## What the task asks
Only the pictures stay out; every record is to be quoted exactly.

[Provided data Boundary: Start]

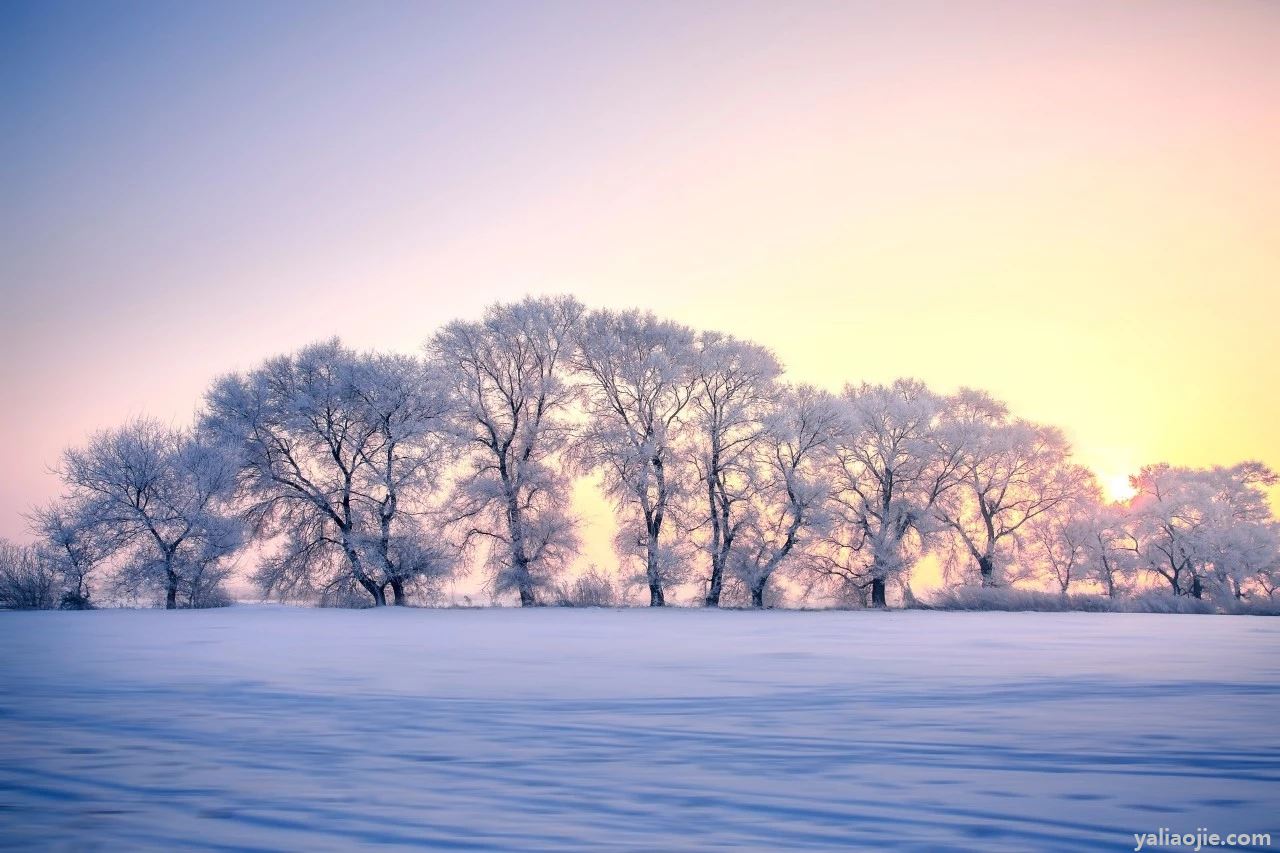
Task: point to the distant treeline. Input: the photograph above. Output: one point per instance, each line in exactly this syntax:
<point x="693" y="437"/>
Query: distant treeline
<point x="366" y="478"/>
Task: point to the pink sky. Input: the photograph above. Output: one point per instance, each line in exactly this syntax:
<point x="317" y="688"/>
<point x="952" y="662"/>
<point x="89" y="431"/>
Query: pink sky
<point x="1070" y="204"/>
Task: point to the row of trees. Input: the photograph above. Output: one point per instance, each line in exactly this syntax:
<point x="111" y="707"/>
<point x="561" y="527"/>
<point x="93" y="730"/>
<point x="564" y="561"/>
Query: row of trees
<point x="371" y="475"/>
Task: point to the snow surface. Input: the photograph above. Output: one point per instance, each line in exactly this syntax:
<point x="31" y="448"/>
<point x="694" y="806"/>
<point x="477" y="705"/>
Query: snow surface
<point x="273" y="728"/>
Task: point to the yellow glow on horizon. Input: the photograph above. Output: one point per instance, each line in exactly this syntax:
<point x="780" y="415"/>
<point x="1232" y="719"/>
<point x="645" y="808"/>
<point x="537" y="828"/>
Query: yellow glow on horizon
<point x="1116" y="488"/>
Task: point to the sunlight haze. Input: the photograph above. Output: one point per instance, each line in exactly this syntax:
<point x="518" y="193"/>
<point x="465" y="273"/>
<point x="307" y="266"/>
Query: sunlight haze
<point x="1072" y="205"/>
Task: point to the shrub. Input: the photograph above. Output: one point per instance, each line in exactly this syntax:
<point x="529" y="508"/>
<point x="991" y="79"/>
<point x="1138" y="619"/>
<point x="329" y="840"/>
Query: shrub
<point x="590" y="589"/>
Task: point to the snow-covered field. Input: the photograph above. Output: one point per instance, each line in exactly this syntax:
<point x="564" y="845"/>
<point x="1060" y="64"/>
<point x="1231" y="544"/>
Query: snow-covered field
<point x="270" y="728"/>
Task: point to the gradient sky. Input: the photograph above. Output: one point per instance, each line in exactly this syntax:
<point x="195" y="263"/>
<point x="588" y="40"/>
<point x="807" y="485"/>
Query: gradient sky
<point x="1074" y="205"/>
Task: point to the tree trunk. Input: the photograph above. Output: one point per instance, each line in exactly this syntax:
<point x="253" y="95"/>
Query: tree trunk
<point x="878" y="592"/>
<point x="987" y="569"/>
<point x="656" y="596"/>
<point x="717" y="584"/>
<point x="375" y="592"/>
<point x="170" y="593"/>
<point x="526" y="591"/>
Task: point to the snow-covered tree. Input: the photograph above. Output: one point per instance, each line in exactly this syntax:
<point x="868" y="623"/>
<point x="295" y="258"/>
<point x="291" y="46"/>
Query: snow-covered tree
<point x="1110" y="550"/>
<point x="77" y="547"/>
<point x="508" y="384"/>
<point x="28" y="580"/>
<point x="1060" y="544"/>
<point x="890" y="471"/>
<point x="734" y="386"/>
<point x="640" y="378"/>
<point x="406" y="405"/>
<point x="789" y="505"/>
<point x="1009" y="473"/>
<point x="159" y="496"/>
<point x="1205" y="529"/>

[Provided data Boundary: End]

## Result of this task
Task: point to the distant treeline. Input: the photograph above. Output: one point per instance, each line in exactly this syntax:
<point x="693" y="437"/>
Query: distant treeline
<point x="366" y="478"/>
Task: point to the pink sky. Input: the photograph above. Output: one point per instance, each line in exactly this syntax:
<point x="317" y="688"/>
<point x="952" y="662"/>
<point x="89" y="431"/>
Query: pink sky
<point x="1070" y="204"/>
Task: point to the row of trees. Input: the photograph above. Output: one point per instance, each line in exactly this syntax:
<point x="111" y="707"/>
<point x="561" y="527"/>
<point x="93" y="730"/>
<point x="564" y="561"/>
Query: row of trees
<point x="371" y="475"/>
Task: point to the snow surface. Input: the photograph above. Output: one point per instance, each line in exactly this syntax:
<point x="31" y="448"/>
<point x="694" y="806"/>
<point x="477" y="705"/>
Query: snow surface
<point x="273" y="728"/>
Task: point to the yellow glow on horizon. Input: the photograph above. Output: one point per instance, each line in exactly this syntax:
<point x="780" y="415"/>
<point x="1232" y="719"/>
<point x="645" y="808"/>
<point x="537" y="828"/>
Query: yellow glow on horizon
<point x="1116" y="488"/>
Task: point to the sunlight haze. Input: the photograph above. Output: one point per instance, each line in exactly this syntax:
<point x="518" y="193"/>
<point x="465" y="273"/>
<point x="307" y="266"/>
Query: sunlight haze
<point x="1072" y="205"/>
Task: point to the shrub. Input: the photograph above. Output: one point per instance, each line in exactly this syntax:
<point x="529" y="508"/>
<point x="991" y="79"/>
<point x="1138" y="619"/>
<point x="329" y="840"/>
Query: shrub
<point x="590" y="589"/>
Task: point to the snow-covered field. Input: the photograph above. Output: one point per instance, each line in exactly this syntax:
<point x="564" y="845"/>
<point x="1060" y="64"/>
<point x="1231" y="544"/>
Query: snow-covered field
<point x="270" y="728"/>
Task: point to the gradient sky. Input: the photograph above. Output: one point per instance, each line in exactly this syntax:
<point x="195" y="263"/>
<point x="588" y="40"/>
<point x="807" y="485"/>
Query: gradient sky
<point x="1074" y="205"/>
Task: point to the tree trunk. Input: the photograph above. Output: one point per instance, each line in exactly this syntax:
<point x="253" y="95"/>
Query: tree trunk
<point x="878" y="592"/>
<point x="987" y="569"/>
<point x="656" y="596"/>
<point x="717" y="584"/>
<point x="375" y="592"/>
<point x="170" y="593"/>
<point x="526" y="591"/>
Task: point to the snow-covered tree. Input: the photograph above. Output: one point per instance, each line in exactly this syntax:
<point x="868" y="623"/>
<point x="295" y="258"/>
<point x="291" y="46"/>
Query: snow-covered tree
<point x="1110" y="550"/>
<point x="77" y="547"/>
<point x="508" y="384"/>
<point x="28" y="580"/>
<point x="1060" y="544"/>
<point x="890" y="471"/>
<point x="734" y="386"/>
<point x="640" y="378"/>
<point x="406" y="405"/>
<point x="789" y="505"/>
<point x="1009" y="473"/>
<point x="159" y="496"/>
<point x="1205" y="529"/>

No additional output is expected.